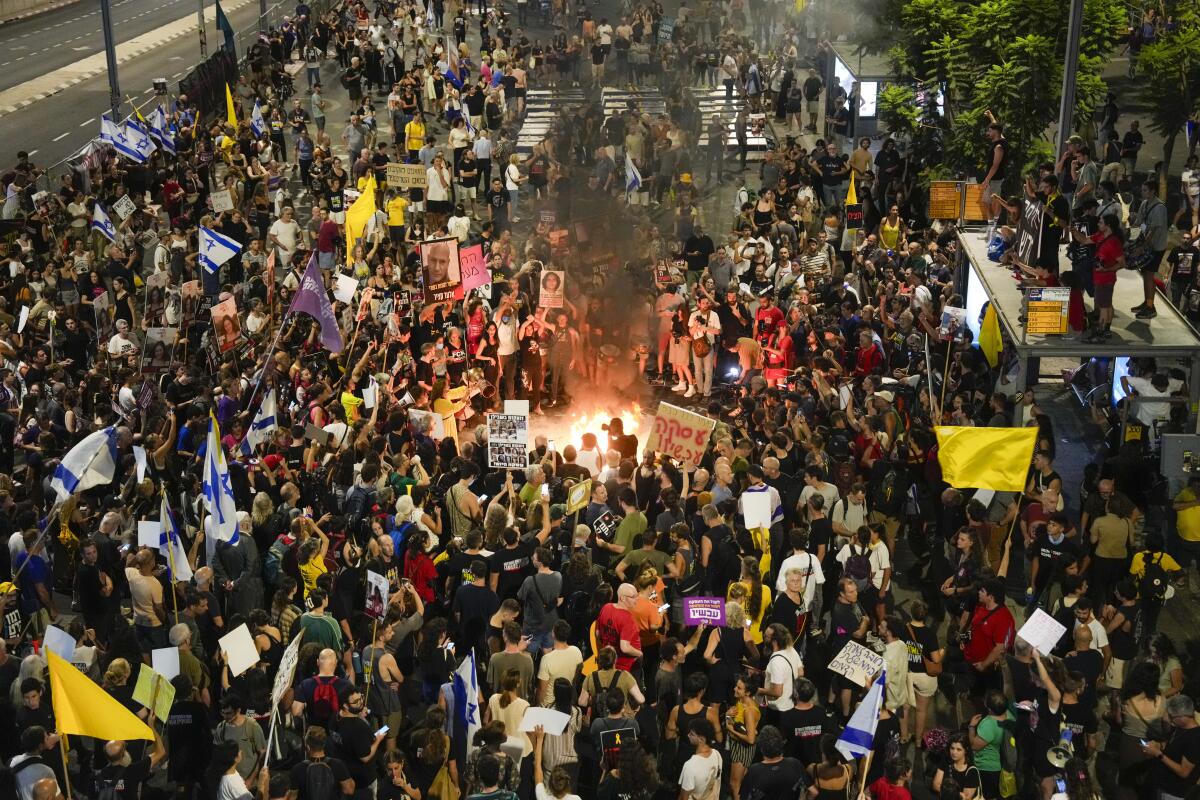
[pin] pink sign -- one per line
(474, 269)
(703, 611)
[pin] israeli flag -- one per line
(256, 120)
(466, 697)
(216, 250)
(217, 491)
(264, 422)
(858, 738)
(102, 223)
(139, 140)
(89, 463)
(633, 178)
(171, 545)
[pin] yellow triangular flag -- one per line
(990, 340)
(83, 708)
(231, 109)
(357, 217)
(985, 458)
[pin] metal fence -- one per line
(244, 38)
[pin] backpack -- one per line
(319, 781)
(324, 705)
(1153, 579)
(858, 566)
(1008, 755)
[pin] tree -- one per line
(1170, 88)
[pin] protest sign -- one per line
(679, 433)
(508, 440)
(579, 495)
(703, 611)
(857, 663)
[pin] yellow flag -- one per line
(357, 217)
(990, 341)
(231, 113)
(83, 708)
(985, 458)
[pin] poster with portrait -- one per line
(551, 289)
(157, 353)
(508, 440)
(441, 270)
(226, 324)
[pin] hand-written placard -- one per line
(703, 611)
(407, 176)
(679, 433)
(1042, 631)
(857, 663)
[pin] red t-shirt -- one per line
(989, 629)
(613, 626)
(1108, 253)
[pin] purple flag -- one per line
(313, 300)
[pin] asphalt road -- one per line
(57, 126)
(57, 38)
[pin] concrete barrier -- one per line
(15, 10)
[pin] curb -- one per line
(36, 12)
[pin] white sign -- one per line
(552, 722)
(166, 662)
(239, 648)
(857, 663)
(222, 200)
(287, 671)
(345, 288)
(1042, 631)
(508, 440)
(125, 206)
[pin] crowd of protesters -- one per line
(822, 354)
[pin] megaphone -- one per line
(1063, 751)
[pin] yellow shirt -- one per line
(414, 136)
(1187, 522)
(396, 206)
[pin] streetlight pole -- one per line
(1071, 65)
(199, 22)
(114, 88)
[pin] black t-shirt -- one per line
(511, 565)
(802, 732)
(126, 781)
(779, 780)
(352, 743)
(299, 775)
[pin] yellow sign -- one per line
(406, 176)
(579, 497)
(945, 199)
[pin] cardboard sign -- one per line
(605, 527)
(474, 268)
(407, 176)
(1042, 631)
(125, 206)
(508, 440)
(579, 497)
(703, 611)
(857, 663)
(681, 434)
(1029, 232)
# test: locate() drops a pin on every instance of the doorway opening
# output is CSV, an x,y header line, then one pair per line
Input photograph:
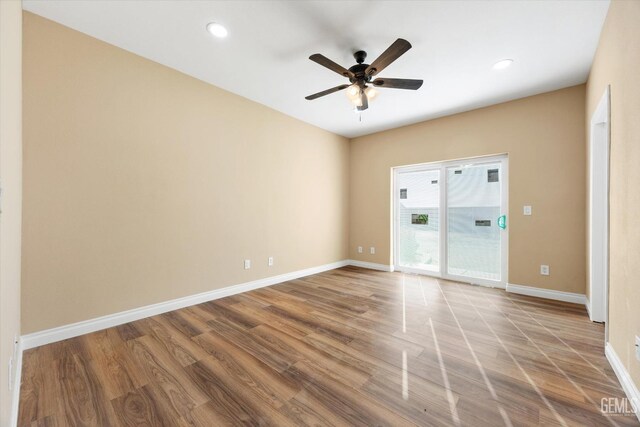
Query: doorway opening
x,y
599,212
450,220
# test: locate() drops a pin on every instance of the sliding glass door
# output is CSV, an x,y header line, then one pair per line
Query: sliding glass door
x,y
419,219
450,220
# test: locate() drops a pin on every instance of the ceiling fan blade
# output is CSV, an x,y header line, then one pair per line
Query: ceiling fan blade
x,y
326,62
326,92
397,83
392,53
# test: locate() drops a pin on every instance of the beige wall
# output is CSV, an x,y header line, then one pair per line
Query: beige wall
x,y
616,63
544,138
11,178
143,184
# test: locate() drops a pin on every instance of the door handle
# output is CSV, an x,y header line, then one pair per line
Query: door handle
x,y
502,222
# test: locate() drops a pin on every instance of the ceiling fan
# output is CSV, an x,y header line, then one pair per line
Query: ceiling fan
x,y
361,87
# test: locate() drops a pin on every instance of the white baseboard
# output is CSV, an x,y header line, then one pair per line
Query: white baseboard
x,y
547,293
629,387
60,333
371,265
15,391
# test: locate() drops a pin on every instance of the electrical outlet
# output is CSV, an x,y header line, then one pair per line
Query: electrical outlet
x,y
544,270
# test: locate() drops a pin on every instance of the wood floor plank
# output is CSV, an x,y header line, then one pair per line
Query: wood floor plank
x,y
345,347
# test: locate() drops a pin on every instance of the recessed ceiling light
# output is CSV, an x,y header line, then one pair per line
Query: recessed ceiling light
x,y
501,65
217,30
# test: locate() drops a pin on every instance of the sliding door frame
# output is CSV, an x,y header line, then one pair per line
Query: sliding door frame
x,y
503,159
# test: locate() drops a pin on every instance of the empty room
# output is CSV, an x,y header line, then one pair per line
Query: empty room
x,y
322,213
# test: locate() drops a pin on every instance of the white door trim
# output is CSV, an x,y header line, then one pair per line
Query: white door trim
x,y
599,140
442,166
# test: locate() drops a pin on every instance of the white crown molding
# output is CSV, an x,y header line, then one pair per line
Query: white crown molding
x,y
629,387
547,293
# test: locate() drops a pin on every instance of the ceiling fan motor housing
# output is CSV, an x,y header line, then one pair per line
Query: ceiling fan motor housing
x,y
360,77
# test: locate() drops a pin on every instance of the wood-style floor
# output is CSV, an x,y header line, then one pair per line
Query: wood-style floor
x,y
346,347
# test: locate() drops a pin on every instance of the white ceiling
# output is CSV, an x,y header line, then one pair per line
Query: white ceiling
x,y
265,56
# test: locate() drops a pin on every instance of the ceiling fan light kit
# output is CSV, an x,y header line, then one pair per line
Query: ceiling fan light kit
x,y
361,89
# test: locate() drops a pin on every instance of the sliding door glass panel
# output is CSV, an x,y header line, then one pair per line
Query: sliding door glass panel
x,y
419,219
473,209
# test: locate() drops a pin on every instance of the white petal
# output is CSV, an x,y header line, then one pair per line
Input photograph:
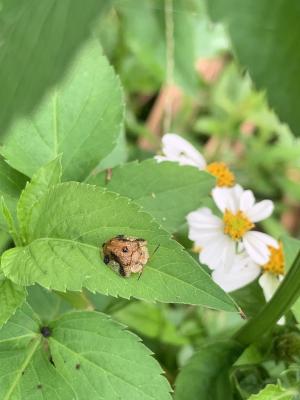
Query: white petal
x,y
175,148
216,251
242,272
269,284
247,200
227,198
256,245
260,211
203,218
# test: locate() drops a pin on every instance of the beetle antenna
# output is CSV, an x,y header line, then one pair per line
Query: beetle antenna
x,y
157,247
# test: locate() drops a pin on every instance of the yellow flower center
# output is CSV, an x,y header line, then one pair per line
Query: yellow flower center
x,y
225,178
276,261
236,225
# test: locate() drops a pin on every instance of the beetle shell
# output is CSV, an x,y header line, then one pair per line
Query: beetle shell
x,y
126,255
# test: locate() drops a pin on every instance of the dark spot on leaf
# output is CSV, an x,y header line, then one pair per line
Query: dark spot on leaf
x,y
46,331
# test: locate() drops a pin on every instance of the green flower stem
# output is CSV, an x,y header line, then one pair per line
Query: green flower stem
x,y
286,295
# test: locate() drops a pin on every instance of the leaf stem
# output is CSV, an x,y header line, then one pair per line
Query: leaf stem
x,y
281,302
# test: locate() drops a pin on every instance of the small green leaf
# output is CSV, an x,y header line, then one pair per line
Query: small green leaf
x,y
81,118
10,223
11,185
32,60
66,231
45,177
206,375
85,356
167,191
274,392
11,297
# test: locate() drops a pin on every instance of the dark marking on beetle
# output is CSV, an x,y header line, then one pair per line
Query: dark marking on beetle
x,y
122,271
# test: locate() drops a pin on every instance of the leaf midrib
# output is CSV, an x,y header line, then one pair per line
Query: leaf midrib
x,y
27,360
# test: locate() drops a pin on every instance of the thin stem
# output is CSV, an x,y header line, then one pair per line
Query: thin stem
x,y
170,45
286,295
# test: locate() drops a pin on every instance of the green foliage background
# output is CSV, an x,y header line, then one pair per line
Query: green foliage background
x,y
80,87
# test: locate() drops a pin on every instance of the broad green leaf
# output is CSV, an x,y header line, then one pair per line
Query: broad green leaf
x,y
11,297
274,392
167,191
206,375
11,185
66,231
80,117
264,38
116,157
47,304
45,177
86,356
38,41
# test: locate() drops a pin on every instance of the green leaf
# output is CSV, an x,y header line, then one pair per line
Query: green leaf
x,y
10,223
11,297
291,248
80,118
274,392
87,356
167,191
45,177
144,61
34,59
11,185
67,228
206,375
264,39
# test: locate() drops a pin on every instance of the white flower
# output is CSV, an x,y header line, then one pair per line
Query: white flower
x,y
242,271
219,238
177,149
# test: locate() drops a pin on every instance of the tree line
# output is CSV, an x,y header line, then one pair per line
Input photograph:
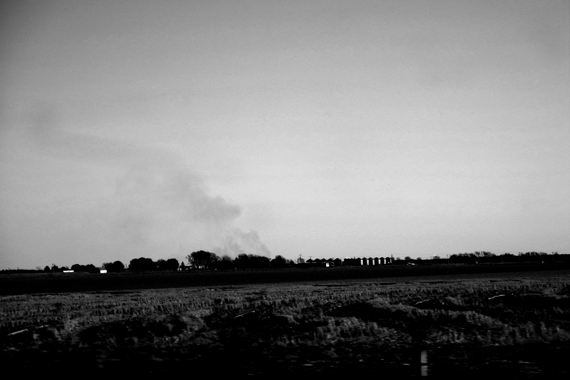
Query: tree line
x,y
211,261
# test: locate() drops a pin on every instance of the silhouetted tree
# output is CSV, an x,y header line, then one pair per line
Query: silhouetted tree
x,y
279,262
225,263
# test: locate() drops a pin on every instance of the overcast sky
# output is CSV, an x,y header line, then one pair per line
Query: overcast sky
x,y
317,128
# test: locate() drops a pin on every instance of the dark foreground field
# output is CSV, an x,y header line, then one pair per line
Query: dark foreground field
x,y
12,284
504,324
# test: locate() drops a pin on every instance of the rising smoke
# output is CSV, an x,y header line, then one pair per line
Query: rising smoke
x,y
158,207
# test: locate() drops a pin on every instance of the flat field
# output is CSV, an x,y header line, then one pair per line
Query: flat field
x,y
512,324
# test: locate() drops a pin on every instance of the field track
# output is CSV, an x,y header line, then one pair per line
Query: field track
x,y
13,284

**Défi:**
Recopiez sans rien changer les lignes en partant de celle qui contient « the dark foreground field », incluse, et en finissant par la toute dernière ligne.

**Corrigé:**
# test: locate() drops a pin on every instance of the dark foreground field
# output is CSV, an x,y header line, then one pair per line
Query: dark foreground field
x,y
12,284
504,324
# test: locate() drops a pin on every instance of the rising smoke
# output is CSV, an x,y header line, then one pair per line
Query: rising smoke
x,y
158,207
# test: locate() drops a pin on every instance of the flat field
# output is CSV, an x,y header line, then one pair per line
Query: flat field
x,y
512,324
# test: locate() drops a pin on every instance of the field track
# output is CSV, an x,y header line, then one pair per line
Query: field track
x,y
13,284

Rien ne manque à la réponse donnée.